── EXTRACT
UN says $35 billion will be needed for global aid in 2021
The UN said Tuesday that $35 billion would be needed for aid in 2021, as the pandemic leaves tens of millions more people in crisis, and with the risk of multiple famines looming, according to AFP.
The world body's annual Global Humanitarian Overview estimated that 235 million people worldwide will need some form of emergency assistance next year -- a staggering 40-percent increase in the past year.
"The increase arises almost entirely because of Covid-19," United Nations emergency relief coordinator Mark Lowcock told reporters.
Next year, one in 33 people worldwide will be in need of aid, the report found, stressing that if all of them lived in one country, it would be the world's fifth largest nation.
The annual appeal by UN agencies and other humanitarian organisations usually presents a depressing picture of soaring needs brought on by conflicts, displacement, natural disasters and climate change.
But now, it warned, the coronavirus pandemic, which has killed more than 1.45 million people worldwide, has disproportionately hit those "already living on a knife's edge."
"The picture we are presenting is the bleakest and darkest perspective on humanitarian need in the period ahead that we have ever set out," Lowcock said.
The money requested in the appeal would be enough to help 160 million of the most vulnerable people across 56 countries, the UN said.
For the first time since the 1990s, extreme poverty is set to rise, life expectancy will fall and the annual death toll from HIV, tuberculosis and malaria could potentially double.
"Possibly the most alarming thing... is the threat of the return of famines, potentially in multiple locations," Lowcock said.
With only one true famine so far in the 21st century -- in Somalia nearly a decade ago -- mass starvation had appeared to have been "assigned to the dustbin of history," he said.
But now, he warned, "the red lights are flashing and the alarm bells are ringing."
By the end of 2020, the number of acutely food-insecure people worldwide could swell to as much as 270 million -- an 82-percent increase over the pre-Covid-19 number.
────
── DATA PROVIDED
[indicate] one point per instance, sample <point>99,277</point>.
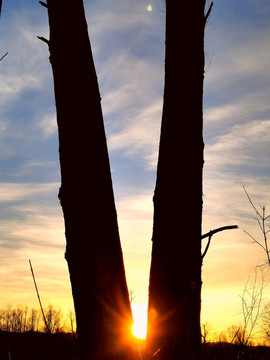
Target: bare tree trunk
<point>93,251</point>
<point>175,275</point>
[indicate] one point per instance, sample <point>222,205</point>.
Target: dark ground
<point>40,346</point>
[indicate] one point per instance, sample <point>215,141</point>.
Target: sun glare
<point>139,312</point>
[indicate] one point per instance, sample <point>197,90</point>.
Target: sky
<point>128,46</point>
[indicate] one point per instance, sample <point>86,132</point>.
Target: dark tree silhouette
<point>93,251</point>
<point>175,275</point>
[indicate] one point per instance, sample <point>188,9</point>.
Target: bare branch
<point>43,4</point>
<point>212,232</point>
<point>43,39</point>
<point>3,56</point>
<point>44,317</point>
<point>208,12</point>
<point>249,199</point>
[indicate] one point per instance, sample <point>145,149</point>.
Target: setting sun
<point>140,320</point>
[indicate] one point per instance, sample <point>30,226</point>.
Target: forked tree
<point>175,275</point>
<point>93,250</point>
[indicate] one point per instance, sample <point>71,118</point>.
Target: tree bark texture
<point>175,274</point>
<point>93,250</point>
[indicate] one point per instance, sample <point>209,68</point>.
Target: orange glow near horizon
<point>139,327</point>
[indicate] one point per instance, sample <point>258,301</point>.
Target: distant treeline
<point>22,319</point>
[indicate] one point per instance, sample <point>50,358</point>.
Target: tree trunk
<point>93,251</point>
<point>175,275</point>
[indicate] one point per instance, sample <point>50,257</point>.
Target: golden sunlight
<point>139,312</point>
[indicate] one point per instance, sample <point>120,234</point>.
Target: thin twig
<point>45,321</point>
<point>249,199</point>
<point>3,56</point>
<point>212,232</point>
<point>208,12</point>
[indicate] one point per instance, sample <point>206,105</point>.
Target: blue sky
<point>128,46</point>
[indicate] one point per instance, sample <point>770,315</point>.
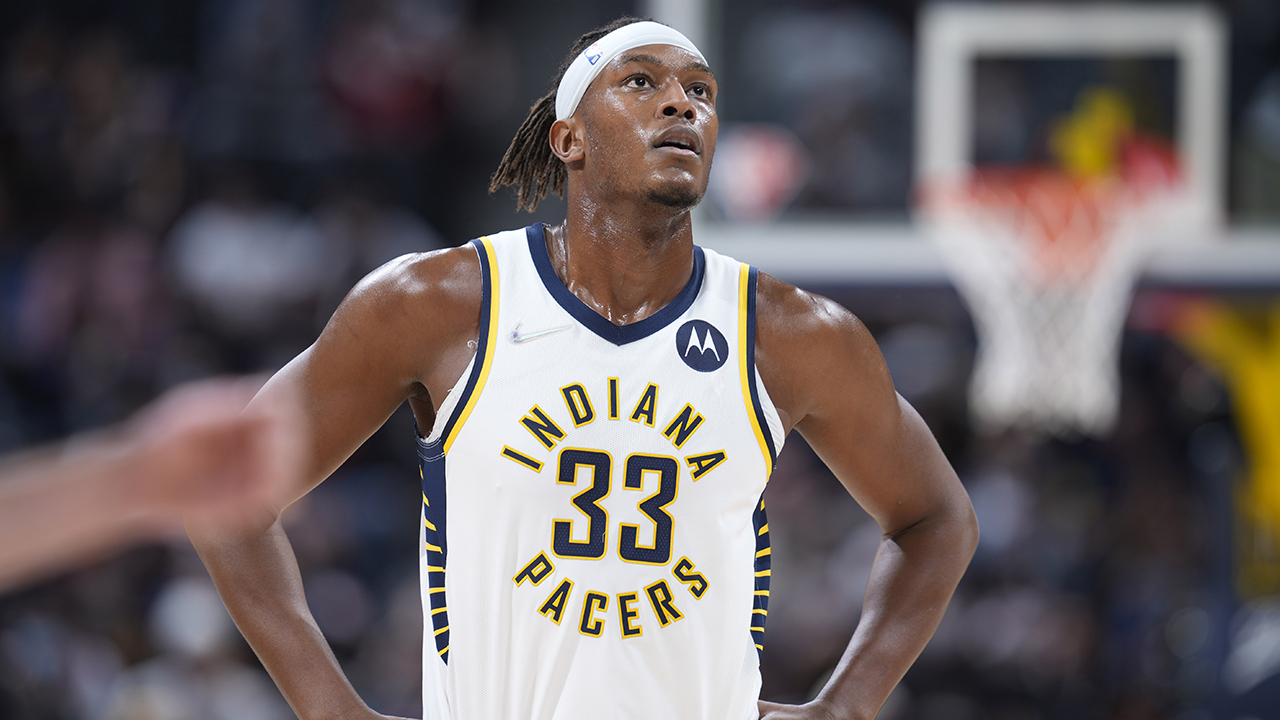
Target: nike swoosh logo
<point>517,337</point>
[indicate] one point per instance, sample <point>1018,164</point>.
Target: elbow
<point>970,531</point>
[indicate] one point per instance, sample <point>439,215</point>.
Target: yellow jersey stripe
<point>492,340</point>
<point>743,286</point>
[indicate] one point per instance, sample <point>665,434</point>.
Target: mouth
<point>681,140</point>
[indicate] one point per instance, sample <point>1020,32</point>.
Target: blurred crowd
<point>190,188</point>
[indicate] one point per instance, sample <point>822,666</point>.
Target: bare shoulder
<point>810,350</point>
<point>432,292</point>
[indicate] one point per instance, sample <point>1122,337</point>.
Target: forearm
<point>912,580</point>
<point>257,577</point>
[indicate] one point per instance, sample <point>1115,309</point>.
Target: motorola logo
<point>702,346</point>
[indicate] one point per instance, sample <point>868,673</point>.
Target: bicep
<point>402,329</point>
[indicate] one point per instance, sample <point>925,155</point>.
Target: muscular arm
<point>402,333</point>
<point>828,381</point>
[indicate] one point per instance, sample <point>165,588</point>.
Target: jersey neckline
<point>593,320</point>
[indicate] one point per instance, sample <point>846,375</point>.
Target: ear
<point>568,140</point>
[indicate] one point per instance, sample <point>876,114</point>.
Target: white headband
<point>585,67</point>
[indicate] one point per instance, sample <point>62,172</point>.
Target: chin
<point>676,197</point>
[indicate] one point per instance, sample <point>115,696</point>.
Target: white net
<point>1047,268</point>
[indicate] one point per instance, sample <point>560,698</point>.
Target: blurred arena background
<point>190,188</point>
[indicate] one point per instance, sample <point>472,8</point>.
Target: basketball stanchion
<point>1047,263</point>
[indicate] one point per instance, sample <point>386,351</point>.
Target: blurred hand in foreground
<point>193,454</point>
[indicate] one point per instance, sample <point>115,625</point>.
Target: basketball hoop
<point>1046,263</point>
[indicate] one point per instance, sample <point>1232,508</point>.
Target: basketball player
<point>600,404</point>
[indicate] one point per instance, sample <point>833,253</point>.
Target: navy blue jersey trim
<point>435,447</point>
<point>763,572</point>
<point>750,368</point>
<point>593,320</point>
<point>435,534</point>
────
- **QUESTIONS TO ANSWER**:
1. Extract the passage of the UN aid article that begins at the words "UN says $35" and stops after "fifth largest nation.".
2. Please translate this sentence from the UN aid article into Spanish: "The money requested in the appeal would be enough to help 160 million of the most vulnerable people across 56 countries, the UN said."
3. According to the UN aid article, how many people worldwide will need some form of emergency assistance next year?
The rows are separate material, apart from the UN aid article.

- **TASK RESPONSES**:
1.
UN says $35 billion will be needed for global aid in 2021
The UN said Tuesday that $35 billion would be needed for aid in 2021, as the pandemic leaves tens of millions more people in crisis, and with the risk of multiple famines looming, according to AFP.
The world body's annual Global Humanitarian Overview estimated that 235 million people worldwide will need some form of emergency assistance next year -- a staggering 40-percent increase in the past year.
"The increase arises almost entirely because of Covid-19," United Nations emergency relief coordinator Mark Lowcock told reporters.
Next year, one in 33 people worldwide will be in need of aid, the report found, stressing that if all of them lived in one country, it would be the world's fifth largest nation.

2. El dinero solicitado en el llamamiento bastaría para ayudar a 160 millones de las personas más vulnerables en 56 países, dijo la ONU.

3. 235 million people.